Copy out the items below, swapping each occurrence of "tag" for "mark". Leave everything else unchanged.

════════════════

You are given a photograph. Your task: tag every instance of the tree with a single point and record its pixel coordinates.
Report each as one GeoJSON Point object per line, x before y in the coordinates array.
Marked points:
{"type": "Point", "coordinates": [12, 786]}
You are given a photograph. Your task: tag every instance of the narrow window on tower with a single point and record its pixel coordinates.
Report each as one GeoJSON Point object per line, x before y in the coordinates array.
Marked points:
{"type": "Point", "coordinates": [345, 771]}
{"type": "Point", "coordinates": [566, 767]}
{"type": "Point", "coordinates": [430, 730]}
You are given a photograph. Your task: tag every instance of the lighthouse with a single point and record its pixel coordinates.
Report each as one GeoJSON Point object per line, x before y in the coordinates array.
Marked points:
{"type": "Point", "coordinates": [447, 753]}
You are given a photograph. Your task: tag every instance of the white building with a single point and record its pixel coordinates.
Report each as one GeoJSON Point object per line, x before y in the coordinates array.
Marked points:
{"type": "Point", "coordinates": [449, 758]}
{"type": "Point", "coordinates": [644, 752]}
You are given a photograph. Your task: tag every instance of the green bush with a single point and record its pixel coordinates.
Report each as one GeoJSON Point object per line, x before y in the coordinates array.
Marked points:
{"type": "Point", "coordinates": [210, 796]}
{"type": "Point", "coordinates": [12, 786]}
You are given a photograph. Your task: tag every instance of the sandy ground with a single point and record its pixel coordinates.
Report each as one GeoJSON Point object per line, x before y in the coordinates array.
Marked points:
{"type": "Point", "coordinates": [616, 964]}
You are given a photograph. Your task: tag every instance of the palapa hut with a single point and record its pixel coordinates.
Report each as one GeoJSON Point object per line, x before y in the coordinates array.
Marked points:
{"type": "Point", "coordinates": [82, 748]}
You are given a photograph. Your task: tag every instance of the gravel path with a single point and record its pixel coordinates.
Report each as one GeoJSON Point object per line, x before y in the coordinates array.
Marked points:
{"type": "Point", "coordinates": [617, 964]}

════════════════

**TASK RESULT**
You are given a photograph. Your task: mark every instance of the tree with a single point and record its pixel coordinates.
Report each as one GeoJSON Point object per line, x before y in the coordinates array.
Marked points:
{"type": "Point", "coordinates": [12, 786]}
You are given a photograph. Your task: mark every instance of the narrow window on tower with a single point and record its pixel coordinates.
Report each as one GeoJSON Point object per line, x before y in the coordinates array.
Marked points:
{"type": "Point", "coordinates": [345, 771]}
{"type": "Point", "coordinates": [566, 767]}
{"type": "Point", "coordinates": [430, 730]}
You are given a photograph. Your task: mark every instance of the lighthouse with a single point and record its pixel coordinates.
Report each as one GeoJSON Point object per line, x before y in the coordinates array.
Marked points:
{"type": "Point", "coordinates": [447, 753]}
You are given a photograph. Your task: mark every instance of the white building with a single point and record its pixel coordinates.
Report each as one GeoJSON Point object per line, x before y in the coordinates array.
Marked points:
{"type": "Point", "coordinates": [449, 758]}
{"type": "Point", "coordinates": [644, 752]}
You are given a photograph. Your task: mark every instance of the green bush with a single point and record its pixel coordinates.
Report each as one GeoJSON Point object per line, x before y in the coordinates array.
Marked points:
{"type": "Point", "coordinates": [210, 796]}
{"type": "Point", "coordinates": [12, 786]}
You are given a photograph. Your task: mark every instance of the sandy ground with a single point and record its pixel coordinates.
Report each as one GeoJSON Point object per line, x before y in the coordinates array.
Marked points:
{"type": "Point", "coordinates": [616, 964]}
You are given a photograph. Your task: mark every instance of the palapa hut with a single point and record its pixel coordinates.
Report each as one GeoJSON Point object per line, x before y in the coordinates array.
Marked points:
{"type": "Point", "coordinates": [82, 748]}
You are given a photograph. Your task: mark every instance of the gravel path with a single point and record its pixel coordinates.
Report each as one GeoJSON Point object per line, x before y in the coordinates array.
Marked points:
{"type": "Point", "coordinates": [617, 964]}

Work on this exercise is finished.